*** Begin section ***

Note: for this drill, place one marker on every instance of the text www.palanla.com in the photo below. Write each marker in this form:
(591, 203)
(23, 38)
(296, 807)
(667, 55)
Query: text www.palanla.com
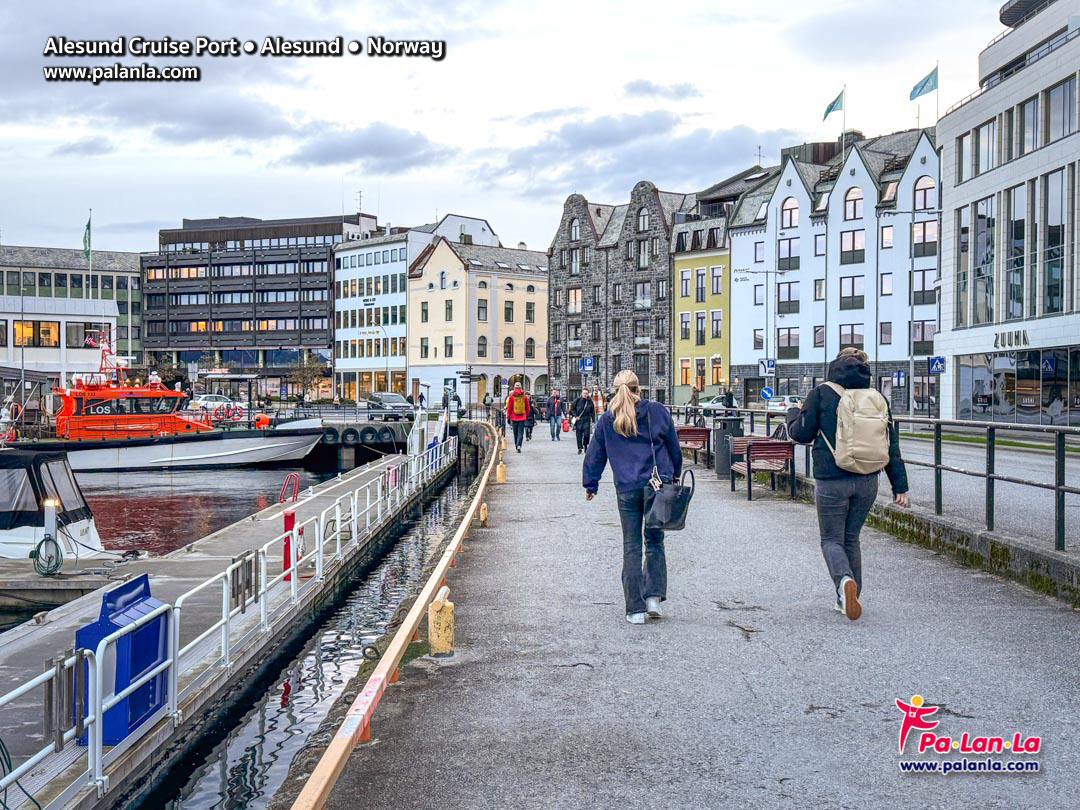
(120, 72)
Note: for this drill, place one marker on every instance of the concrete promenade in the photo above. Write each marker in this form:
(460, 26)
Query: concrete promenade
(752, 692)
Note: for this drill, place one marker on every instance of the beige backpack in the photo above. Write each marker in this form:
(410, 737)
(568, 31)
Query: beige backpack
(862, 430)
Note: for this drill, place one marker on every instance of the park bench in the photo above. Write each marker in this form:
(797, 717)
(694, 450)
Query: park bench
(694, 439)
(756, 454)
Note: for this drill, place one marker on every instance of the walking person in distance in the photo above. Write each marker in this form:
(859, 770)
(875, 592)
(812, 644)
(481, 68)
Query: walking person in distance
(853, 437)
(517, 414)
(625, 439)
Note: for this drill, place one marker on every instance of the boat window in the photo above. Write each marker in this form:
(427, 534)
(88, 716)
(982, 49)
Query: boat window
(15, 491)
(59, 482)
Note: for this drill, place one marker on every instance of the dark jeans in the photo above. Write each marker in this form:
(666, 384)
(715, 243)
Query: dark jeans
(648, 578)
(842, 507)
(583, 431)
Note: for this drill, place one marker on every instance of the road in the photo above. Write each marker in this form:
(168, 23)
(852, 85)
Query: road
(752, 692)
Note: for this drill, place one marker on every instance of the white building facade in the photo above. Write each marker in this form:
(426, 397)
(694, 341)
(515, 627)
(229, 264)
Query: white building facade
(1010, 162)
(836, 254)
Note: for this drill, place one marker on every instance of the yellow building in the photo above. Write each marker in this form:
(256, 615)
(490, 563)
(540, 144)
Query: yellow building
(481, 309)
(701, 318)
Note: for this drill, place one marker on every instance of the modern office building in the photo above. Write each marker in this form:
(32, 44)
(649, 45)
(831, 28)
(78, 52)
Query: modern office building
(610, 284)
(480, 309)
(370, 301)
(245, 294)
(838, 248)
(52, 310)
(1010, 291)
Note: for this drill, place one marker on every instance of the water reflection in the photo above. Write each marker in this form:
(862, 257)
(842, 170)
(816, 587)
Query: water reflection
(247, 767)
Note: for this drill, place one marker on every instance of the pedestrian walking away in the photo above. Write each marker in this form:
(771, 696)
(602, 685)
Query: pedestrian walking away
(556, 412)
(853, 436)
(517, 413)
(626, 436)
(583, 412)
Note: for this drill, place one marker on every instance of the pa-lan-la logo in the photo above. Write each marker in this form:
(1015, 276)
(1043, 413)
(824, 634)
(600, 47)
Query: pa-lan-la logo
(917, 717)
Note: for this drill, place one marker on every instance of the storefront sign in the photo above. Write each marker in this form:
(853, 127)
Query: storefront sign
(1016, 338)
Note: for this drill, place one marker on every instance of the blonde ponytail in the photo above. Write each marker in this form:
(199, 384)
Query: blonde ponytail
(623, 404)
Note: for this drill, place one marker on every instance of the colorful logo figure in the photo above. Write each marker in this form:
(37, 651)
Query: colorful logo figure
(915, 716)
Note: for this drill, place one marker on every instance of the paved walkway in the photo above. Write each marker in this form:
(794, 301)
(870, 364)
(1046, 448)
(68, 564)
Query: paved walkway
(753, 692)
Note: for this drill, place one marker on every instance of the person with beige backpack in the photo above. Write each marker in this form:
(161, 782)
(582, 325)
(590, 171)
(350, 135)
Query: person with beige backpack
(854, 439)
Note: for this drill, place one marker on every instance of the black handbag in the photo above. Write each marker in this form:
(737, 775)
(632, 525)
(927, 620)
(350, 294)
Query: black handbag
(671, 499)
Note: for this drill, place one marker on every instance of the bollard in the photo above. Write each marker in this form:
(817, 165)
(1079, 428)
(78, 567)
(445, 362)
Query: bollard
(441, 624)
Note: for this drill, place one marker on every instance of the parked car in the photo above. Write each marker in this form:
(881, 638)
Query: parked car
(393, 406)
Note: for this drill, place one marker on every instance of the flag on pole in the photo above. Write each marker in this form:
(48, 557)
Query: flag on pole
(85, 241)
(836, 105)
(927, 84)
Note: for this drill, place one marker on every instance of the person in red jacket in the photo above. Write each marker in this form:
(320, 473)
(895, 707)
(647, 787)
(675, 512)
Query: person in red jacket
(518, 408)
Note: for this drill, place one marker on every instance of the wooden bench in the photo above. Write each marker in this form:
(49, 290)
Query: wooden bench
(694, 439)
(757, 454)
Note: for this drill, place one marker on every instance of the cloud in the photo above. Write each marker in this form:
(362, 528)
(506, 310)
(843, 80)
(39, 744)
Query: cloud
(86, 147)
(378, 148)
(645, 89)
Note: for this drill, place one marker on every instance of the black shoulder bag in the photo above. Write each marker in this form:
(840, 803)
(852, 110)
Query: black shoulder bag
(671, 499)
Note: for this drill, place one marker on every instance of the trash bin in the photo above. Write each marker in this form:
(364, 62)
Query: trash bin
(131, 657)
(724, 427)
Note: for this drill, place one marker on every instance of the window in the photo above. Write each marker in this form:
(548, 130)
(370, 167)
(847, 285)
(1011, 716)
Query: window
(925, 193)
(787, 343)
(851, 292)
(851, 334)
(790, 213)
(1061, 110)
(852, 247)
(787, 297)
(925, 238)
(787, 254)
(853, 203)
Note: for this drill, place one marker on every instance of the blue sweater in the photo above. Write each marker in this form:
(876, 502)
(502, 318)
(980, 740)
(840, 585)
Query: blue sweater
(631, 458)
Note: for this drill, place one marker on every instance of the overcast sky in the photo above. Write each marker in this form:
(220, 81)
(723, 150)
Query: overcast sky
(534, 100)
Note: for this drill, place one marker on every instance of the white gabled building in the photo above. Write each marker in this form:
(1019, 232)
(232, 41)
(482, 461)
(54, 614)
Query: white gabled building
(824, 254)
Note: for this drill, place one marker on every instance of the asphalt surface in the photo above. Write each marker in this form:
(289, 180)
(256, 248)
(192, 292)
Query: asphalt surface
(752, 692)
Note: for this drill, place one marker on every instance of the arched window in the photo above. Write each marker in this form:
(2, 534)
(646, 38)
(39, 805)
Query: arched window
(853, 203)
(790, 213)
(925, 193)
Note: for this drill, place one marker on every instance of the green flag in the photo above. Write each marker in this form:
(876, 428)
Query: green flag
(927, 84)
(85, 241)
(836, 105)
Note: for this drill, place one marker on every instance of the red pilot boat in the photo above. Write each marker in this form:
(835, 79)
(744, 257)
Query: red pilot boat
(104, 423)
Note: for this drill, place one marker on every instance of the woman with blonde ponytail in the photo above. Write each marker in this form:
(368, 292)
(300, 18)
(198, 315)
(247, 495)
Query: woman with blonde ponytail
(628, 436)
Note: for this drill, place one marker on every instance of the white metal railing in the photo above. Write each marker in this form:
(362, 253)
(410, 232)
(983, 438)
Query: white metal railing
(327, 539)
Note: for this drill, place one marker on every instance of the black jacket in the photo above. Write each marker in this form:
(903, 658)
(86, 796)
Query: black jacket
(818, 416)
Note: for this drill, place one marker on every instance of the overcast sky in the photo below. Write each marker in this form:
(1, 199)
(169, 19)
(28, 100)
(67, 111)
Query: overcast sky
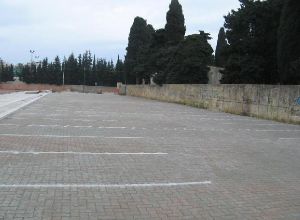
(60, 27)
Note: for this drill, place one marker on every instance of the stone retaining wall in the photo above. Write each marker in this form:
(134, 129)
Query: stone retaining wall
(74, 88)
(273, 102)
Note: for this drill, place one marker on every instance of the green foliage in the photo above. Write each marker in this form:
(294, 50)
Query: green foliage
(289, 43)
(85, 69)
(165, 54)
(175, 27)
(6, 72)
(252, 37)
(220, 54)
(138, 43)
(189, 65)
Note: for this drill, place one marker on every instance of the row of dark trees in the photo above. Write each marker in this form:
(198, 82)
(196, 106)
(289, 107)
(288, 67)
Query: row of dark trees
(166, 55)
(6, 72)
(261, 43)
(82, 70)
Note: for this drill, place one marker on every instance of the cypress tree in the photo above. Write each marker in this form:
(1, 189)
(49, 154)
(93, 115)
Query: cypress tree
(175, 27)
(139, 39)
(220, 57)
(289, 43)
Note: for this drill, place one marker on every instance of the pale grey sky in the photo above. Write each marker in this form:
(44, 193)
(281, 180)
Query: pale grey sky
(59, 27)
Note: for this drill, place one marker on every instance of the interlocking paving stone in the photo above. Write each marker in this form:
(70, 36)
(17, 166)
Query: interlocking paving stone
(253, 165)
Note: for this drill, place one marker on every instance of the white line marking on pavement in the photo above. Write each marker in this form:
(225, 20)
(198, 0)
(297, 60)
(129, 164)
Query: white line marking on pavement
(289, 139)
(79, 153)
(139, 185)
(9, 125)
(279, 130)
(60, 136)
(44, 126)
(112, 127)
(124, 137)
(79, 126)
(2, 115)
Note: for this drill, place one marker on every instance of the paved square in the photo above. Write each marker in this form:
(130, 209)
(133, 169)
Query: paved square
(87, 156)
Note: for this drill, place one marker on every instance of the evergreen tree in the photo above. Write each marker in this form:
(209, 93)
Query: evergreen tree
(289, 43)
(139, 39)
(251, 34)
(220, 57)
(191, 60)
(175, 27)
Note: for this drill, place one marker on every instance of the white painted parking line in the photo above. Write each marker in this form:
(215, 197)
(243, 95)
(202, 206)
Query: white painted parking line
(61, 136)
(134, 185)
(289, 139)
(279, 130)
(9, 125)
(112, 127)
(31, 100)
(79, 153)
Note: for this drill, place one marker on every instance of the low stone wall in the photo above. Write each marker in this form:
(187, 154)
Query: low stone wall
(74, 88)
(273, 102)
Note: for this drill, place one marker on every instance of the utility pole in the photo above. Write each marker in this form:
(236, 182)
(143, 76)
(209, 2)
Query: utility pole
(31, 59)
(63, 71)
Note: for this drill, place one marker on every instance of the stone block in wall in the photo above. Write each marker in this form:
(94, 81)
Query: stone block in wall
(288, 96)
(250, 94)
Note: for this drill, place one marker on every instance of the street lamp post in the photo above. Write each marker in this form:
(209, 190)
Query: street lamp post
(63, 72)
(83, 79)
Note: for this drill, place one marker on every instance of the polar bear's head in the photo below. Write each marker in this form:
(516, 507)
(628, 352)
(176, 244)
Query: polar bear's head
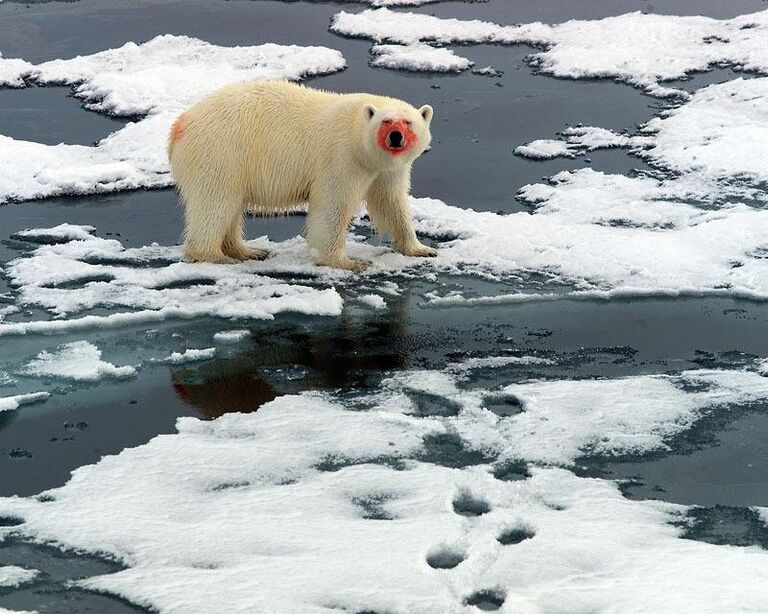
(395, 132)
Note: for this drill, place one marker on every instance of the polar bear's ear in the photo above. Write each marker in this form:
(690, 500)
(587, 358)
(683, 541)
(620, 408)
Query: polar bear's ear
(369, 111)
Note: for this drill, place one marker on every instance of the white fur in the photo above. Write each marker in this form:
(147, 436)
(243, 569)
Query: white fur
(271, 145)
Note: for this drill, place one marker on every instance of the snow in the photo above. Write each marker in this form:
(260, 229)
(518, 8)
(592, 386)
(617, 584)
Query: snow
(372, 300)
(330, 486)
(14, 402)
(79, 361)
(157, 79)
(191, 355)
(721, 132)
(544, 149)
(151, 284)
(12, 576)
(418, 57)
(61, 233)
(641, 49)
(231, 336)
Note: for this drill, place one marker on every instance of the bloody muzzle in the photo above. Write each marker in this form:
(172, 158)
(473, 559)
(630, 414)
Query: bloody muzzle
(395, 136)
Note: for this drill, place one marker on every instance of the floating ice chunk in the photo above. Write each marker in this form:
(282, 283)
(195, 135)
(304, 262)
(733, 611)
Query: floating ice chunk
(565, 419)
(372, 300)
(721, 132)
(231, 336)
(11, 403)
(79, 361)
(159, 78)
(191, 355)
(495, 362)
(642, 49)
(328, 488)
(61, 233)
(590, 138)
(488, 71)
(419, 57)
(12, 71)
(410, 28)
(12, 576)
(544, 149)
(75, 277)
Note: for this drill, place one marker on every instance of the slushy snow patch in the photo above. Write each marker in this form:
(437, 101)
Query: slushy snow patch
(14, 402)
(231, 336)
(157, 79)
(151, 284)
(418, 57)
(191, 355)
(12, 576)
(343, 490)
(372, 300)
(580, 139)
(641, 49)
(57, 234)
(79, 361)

*** End section ***

- **Work order**
Within the data above, find the lines that contain the word "below" and copy each of them.

- **Finished exercise**
Note: for this drill, place one marker on every instance of the text www.palanla.com in the photo below. Write each marker in this form:
Note: for this drill, place one marker on every instance of the overcast sky in the photo below. Write each marker in this form:
Note: for this drill, place one marker on every instance of the polar bear's head in the photo below. Write each marker in this form:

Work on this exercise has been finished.